▶ _Source material_:
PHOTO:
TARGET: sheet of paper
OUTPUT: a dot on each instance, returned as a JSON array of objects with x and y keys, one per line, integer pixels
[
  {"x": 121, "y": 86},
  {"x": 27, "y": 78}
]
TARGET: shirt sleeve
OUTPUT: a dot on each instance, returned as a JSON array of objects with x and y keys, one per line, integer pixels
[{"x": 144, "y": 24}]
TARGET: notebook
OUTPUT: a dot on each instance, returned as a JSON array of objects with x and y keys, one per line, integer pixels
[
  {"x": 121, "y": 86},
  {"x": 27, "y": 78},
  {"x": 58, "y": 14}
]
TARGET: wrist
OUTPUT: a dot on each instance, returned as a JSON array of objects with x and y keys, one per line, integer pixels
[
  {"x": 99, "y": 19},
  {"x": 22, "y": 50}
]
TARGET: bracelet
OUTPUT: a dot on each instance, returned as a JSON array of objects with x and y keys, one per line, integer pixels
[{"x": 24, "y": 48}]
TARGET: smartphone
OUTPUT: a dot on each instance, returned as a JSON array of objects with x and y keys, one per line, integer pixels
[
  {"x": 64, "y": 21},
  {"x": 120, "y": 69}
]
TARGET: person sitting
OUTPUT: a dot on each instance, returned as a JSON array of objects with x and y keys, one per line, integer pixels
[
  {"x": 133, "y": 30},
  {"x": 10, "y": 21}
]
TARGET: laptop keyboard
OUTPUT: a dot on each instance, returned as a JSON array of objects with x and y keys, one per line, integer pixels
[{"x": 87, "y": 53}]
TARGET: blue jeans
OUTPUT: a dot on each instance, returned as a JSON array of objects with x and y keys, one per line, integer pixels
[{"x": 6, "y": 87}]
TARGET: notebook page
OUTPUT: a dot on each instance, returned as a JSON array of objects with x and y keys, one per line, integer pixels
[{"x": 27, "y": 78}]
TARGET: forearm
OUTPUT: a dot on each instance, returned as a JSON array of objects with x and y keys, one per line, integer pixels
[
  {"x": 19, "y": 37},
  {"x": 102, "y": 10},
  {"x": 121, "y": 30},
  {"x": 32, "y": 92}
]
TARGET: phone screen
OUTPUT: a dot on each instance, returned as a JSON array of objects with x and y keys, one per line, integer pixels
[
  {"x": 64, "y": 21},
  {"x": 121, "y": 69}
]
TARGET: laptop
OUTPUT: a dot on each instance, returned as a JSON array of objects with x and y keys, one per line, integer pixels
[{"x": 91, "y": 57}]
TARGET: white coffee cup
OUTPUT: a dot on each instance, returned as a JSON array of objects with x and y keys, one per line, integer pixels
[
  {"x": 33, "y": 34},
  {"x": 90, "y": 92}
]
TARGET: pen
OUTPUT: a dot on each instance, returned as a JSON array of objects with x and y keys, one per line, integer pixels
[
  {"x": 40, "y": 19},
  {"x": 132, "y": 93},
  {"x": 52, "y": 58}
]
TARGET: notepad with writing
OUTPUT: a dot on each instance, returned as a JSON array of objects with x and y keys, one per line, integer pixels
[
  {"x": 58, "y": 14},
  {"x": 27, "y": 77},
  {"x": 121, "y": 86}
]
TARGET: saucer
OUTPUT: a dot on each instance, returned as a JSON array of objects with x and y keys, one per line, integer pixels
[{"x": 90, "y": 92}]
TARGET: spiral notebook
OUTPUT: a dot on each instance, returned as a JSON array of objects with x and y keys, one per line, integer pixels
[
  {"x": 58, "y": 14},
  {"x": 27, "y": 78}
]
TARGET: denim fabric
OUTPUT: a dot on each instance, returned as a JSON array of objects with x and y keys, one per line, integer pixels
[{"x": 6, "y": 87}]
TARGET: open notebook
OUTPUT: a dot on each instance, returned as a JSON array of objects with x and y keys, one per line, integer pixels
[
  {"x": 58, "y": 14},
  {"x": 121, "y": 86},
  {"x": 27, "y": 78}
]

▶ _What this task involves_: Scan the material above for lines that contain the string "laptop", and copy each such line.

▶ _Output below_:
TARGET: laptop keyboard
TARGET: laptop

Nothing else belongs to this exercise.